Without including any pictures, retype exactly the lines from the top of the records through the line containing "box: [180, 200, 237, 257]", that final line included.

Segment Start: DATA UNDER STUDY

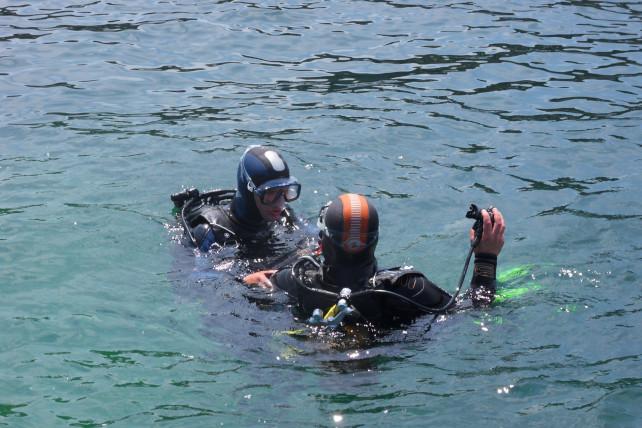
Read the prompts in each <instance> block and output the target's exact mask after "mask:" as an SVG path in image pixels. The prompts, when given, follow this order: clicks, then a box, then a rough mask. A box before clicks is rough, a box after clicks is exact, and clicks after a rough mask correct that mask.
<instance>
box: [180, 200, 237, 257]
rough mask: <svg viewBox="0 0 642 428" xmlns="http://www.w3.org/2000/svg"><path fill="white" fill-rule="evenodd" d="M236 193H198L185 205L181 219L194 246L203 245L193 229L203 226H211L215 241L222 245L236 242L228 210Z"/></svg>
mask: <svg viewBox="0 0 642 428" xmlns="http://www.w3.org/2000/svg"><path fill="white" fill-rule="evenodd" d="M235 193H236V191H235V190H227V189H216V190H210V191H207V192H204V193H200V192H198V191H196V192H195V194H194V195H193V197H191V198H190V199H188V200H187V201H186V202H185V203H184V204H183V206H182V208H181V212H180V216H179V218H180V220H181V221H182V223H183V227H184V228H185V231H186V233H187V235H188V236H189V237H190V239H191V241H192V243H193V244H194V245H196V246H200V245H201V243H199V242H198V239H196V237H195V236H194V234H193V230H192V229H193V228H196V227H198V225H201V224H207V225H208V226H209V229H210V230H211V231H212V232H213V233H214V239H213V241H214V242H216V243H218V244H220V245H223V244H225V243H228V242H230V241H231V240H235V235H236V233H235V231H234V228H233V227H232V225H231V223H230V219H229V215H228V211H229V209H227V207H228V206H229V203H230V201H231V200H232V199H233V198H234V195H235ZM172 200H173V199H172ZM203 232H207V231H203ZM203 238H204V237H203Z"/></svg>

Segment End: DATA UNDER STUDY

*EXERCISE ANSWER*.
Read the prompts in each <instance> block and output the target's exact mask after "mask:" as an SVG path in image pixels. The prompts, when given, follow this order: clicks, then a box, then a rough mask. A box before clicks is rough, a box after clicks is exact, and clicks after a rough mask correct that mask.
<instance>
box: [180, 200, 237, 257]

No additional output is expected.